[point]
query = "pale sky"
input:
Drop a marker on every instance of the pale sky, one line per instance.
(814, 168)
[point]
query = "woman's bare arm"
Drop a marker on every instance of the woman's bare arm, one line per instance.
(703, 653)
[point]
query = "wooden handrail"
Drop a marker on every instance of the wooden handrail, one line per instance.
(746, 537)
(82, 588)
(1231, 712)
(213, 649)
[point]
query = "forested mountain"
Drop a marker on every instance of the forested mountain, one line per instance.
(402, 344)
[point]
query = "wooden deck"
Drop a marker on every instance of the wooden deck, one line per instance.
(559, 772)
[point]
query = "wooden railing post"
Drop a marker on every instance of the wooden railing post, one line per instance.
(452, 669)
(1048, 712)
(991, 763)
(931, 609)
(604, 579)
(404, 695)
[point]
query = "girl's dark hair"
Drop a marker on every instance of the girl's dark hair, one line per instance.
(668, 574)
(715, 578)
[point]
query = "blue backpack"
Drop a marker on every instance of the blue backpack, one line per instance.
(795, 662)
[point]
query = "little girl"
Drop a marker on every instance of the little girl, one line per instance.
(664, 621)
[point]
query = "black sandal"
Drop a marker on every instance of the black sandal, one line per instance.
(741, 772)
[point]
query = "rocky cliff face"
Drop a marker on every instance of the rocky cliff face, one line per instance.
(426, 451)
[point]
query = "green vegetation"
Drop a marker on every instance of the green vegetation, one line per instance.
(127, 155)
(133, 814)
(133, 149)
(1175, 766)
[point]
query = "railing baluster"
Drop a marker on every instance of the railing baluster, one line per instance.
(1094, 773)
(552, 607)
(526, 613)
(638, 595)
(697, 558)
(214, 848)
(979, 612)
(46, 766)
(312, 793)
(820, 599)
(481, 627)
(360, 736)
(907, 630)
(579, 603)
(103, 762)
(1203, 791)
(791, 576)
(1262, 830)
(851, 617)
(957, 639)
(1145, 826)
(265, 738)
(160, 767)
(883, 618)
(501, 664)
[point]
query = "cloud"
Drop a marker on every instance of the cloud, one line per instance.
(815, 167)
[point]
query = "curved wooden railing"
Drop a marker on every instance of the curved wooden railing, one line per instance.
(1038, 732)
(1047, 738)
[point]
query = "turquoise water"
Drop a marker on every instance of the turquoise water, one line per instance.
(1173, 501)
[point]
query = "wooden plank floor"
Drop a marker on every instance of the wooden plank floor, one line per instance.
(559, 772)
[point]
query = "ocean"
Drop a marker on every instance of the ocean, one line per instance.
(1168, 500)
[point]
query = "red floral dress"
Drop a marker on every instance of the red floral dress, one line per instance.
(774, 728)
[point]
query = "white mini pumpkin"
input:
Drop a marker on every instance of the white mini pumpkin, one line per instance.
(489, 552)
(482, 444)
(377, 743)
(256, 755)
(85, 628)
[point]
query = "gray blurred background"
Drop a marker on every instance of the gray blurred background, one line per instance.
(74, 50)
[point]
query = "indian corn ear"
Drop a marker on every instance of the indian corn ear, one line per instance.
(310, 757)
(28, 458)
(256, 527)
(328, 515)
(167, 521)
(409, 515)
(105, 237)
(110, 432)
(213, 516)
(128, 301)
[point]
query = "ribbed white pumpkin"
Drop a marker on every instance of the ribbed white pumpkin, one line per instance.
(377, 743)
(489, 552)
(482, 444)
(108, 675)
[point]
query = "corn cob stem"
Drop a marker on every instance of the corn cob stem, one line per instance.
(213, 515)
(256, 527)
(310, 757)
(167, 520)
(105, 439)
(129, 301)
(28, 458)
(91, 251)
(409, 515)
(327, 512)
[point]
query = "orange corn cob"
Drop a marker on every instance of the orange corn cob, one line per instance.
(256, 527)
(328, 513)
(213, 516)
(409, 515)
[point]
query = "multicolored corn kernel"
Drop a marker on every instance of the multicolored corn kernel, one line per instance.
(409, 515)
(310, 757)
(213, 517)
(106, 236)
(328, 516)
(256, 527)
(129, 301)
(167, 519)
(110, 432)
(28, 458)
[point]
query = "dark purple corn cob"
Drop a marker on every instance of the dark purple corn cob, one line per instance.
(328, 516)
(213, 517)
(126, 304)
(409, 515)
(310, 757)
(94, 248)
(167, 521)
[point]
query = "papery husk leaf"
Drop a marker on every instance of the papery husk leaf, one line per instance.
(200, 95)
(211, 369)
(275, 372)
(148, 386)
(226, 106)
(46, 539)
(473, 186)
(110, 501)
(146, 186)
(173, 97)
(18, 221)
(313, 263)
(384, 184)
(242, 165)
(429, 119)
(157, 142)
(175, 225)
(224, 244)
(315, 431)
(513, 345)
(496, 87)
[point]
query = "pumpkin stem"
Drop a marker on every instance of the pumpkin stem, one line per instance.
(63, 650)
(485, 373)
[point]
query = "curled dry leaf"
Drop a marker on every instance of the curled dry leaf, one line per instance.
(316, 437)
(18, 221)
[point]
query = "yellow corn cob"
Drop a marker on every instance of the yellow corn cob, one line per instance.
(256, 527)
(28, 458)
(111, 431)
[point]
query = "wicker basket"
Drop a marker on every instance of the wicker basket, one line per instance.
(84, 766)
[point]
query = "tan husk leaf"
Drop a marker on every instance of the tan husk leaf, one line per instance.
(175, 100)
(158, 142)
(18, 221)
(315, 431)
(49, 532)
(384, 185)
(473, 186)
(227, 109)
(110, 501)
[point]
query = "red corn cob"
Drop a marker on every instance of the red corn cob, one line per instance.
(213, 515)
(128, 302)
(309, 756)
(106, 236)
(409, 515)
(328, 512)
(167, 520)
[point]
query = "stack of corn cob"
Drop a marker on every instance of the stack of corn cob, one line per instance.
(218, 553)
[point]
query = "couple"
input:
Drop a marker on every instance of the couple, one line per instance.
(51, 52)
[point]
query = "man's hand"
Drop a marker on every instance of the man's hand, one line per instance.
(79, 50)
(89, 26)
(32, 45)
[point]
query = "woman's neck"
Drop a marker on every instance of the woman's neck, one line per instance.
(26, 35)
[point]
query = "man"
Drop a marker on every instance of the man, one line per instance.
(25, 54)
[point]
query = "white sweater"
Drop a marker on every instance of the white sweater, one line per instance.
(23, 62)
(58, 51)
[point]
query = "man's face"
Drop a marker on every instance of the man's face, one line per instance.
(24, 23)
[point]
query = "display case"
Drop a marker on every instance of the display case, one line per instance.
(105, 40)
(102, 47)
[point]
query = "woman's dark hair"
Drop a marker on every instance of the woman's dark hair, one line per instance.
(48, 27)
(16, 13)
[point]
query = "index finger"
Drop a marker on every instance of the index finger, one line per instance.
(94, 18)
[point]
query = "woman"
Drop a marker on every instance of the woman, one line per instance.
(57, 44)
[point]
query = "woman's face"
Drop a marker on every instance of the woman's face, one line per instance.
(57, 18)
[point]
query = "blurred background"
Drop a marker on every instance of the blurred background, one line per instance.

--------------------

- PROBLEM REQUIREMENTS -
The whole listing is to be transcribed exactly.

- SOLUTION BELOW -
[point]
query = "pale sky"
input:
Drop a marker on every instance of the pale sky, one line per instance.
(814, 168)
[point]
query = "woman's bare arm"
Drop a marker on every instance of the woman's bare arm, one line per instance.
(703, 653)
[point]
query = "wooden handrail"
Drop a marker on every instance of the wooden handrail, one line per instance.
(746, 537)
(82, 588)
(1231, 712)
(213, 649)
[point]
query = "forested mountain"
Drop a marker on every instance of the forested mountain, one line per instance.
(402, 344)
[point]
query = "wooden deck"
Drop a marker on every instance of the wooden deck, one line per instance.
(559, 772)
[point]
query = "wooden railing post"
Drop a marker on every instance of the wooden railing post, one line per instance.
(452, 669)
(1048, 712)
(991, 763)
(931, 609)
(604, 579)
(404, 695)
[point]
query = "girl's dark hair"
Drop a marker on every instance of the girl's dark hair, one line per instance.
(668, 574)
(715, 578)
[point]
query = "blue backpack"
Drop a marker on every instance of the blue backpack, one line per instance.
(795, 662)
[point]
query = "little girl"
Drop a marker on every instance of the little girl, one line per instance.
(664, 621)
[point]
query = "black sandal"
Drop a marker on every instance of the black sandal, one line per instance.
(741, 772)
[point]
query = "rocky cliff face"
Drop a marker on every instance of the rocky cliff face, one line per instance.
(426, 451)
[point]
query = "green vegetation"
Drop a marker on every instance of the green vegetation, one line per instance.
(127, 155)
(133, 814)
(133, 149)
(1175, 766)
[point]
query = "railing baluster"
Drop a marker on every instance of the railing baluster, one line per instance.
(1094, 773)
(552, 607)
(526, 613)
(638, 595)
(697, 558)
(214, 848)
(979, 612)
(46, 766)
(312, 793)
(820, 599)
(481, 627)
(360, 736)
(907, 630)
(579, 603)
(103, 762)
(1203, 791)
(791, 576)
(1262, 830)
(851, 617)
(957, 639)
(1145, 826)
(265, 738)
(160, 767)
(883, 618)
(501, 664)
[point]
query = "cloud"
Drop a marker on every instance of the cloud, one line per instance.
(815, 167)
[point]
query = "curved wooden railing"
Drop a marker on every instance of the curved wooden railing, one line per instance.
(1038, 732)
(1047, 738)
[point]
query = "turquoise water"
Drop a marker on every instance of the turquoise water, one line per instance.
(1173, 501)
[point]
query = "wooden plank floor"
Drop a marker on every instance of the wooden plank floor, one line per instance.
(559, 772)
[point]
query = "ocean"
Drop a marker on every instance of the ocean, one line per instance.
(1168, 500)
[point]
query = "red floral dress"
Drop a marker on every instance of the red floral dress, one line per instance.
(774, 728)
[point]
query = "white mini pumpkin"
input:
Drop a marker on every instance of the white mini pumpkin, one line per instance.
(489, 552)
(482, 444)
(377, 743)
(256, 755)
(85, 628)
[point]
query = "gray blurred background"
Drop a marker on every instance of the gray blurred background, one line per instance.
(74, 50)
[point]
query = "indian corn ear"
Drop a marker on every instance of the indian corn ear, one line per instance.
(310, 757)
(28, 458)
(256, 527)
(328, 515)
(167, 521)
(409, 515)
(105, 237)
(110, 432)
(213, 516)
(128, 301)
[point]
query = "ribbed white pumpkin"
Drop a marker on every instance of the ribbed white pumpkin, one line per instance.
(377, 743)
(489, 552)
(482, 444)
(108, 675)
[point]
query = "corn cob stem"
Drop a marker on every instance of the corn cob stem, one line per instance.
(213, 515)
(256, 527)
(310, 757)
(167, 520)
(105, 439)
(129, 301)
(28, 458)
(91, 251)
(409, 515)
(327, 512)
[point]
query = "orange corn cob"
Drop a marker on every instance of the orange corn cob, one line per instance.
(256, 527)
(328, 513)
(213, 516)
(409, 515)
[point]
query = "multicolored corn kernel"
Drop a marker on every instance of the multicolored corn kernel, one line per instance.
(409, 515)
(310, 757)
(213, 517)
(106, 236)
(328, 516)
(256, 527)
(129, 301)
(167, 519)
(110, 432)
(28, 458)
[point]
query = "dark purple corn cob"
Drop a marker on every instance of the dark purple corn cob, one line per instance.
(328, 516)
(213, 517)
(126, 304)
(409, 515)
(310, 757)
(94, 248)
(167, 521)
[point]
query = "papery husk leaf"
Drop a marker on every instance of the papery husk leaf, one line per instance.
(200, 95)
(211, 369)
(275, 372)
(148, 386)
(226, 106)
(46, 539)
(473, 186)
(110, 501)
(146, 186)
(173, 97)
(18, 221)
(313, 263)
(384, 184)
(242, 165)
(429, 119)
(157, 142)
(175, 225)
(224, 244)
(315, 431)
(513, 345)
(496, 87)
[point]
query = "pumpkin stem"
Drop a marker on every instance of the pumpkin stem, one line per instance.
(63, 650)
(485, 373)
[point]
query = "curled dry leaf"
Drop a marker on every instance of the curled dry leaf, one line per instance.
(316, 437)
(18, 221)
[point]
query = "yellow corn cob"
Drop a marker on every instance of the yellow corn cob, one line per instance.
(256, 527)
(28, 458)
(111, 431)
[point]
query = "wicker basket"
Drop a marker on every instance of the wicker basket, one line per instance.
(84, 766)
[point]
query = "tan husk leaf"
Drop a marker on every instance of the tan husk leaf, one line per instance.
(175, 100)
(158, 142)
(18, 221)
(315, 431)
(49, 532)
(384, 185)
(473, 186)
(227, 109)
(110, 501)
[point]
query = "red corn cob"
Drop a marker on every instance of the red corn cob, one line per instance.
(213, 515)
(128, 302)
(309, 756)
(106, 236)
(409, 515)
(328, 512)
(167, 520)
[point]
query = "stack of corn cob"
Drop a marker on every instance of the stack of corn cob, one line per instance.
(218, 553)
[point]
query = "couple"
input:
Drop a marker on every instance of the couple, one line per instance.
(51, 52)
[point]
query = "man's hand"
Drop a marker on every instance of the man's hand, one line per instance.
(79, 50)
(89, 26)
(32, 45)
[point]
query = "woman's neck"
Drop a marker on every instance of the woman's neck, one line per instance.
(26, 35)
[point]
query = "man"
Drop a marker on every instance of the man, one line per instance.
(25, 54)
[point]
query = "white sweater"
Drop a marker on every instance of the white sweater, one line per instance.
(23, 62)
(58, 51)
[point]
query = "man's face"
Drop a marker on every instance of the man's face, one line per instance.
(24, 23)
[point]
query = "display case"
Drop a marker on every instance of the display case, one line per instance.
(105, 40)
(102, 47)
[point]
query = "woman's dark hair"
Drop a marker on every instance of the woman's dark hair, one line per instance.
(48, 27)
(16, 13)
[point]
query = "index finger"
Drop a marker on every instance of the index finger, one line per instance.
(94, 18)
[point]
query = "woman"
Drop a marker on every instance of the woman, one line per instance.
(57, 44)
[point]
query = "woman's face"
Drop a marker on every instance of the woman's face, one line per instance.
(57, 18)
[point]
query = "blurred background"
Drop a marker on every instance of the blurred background, one line per instance.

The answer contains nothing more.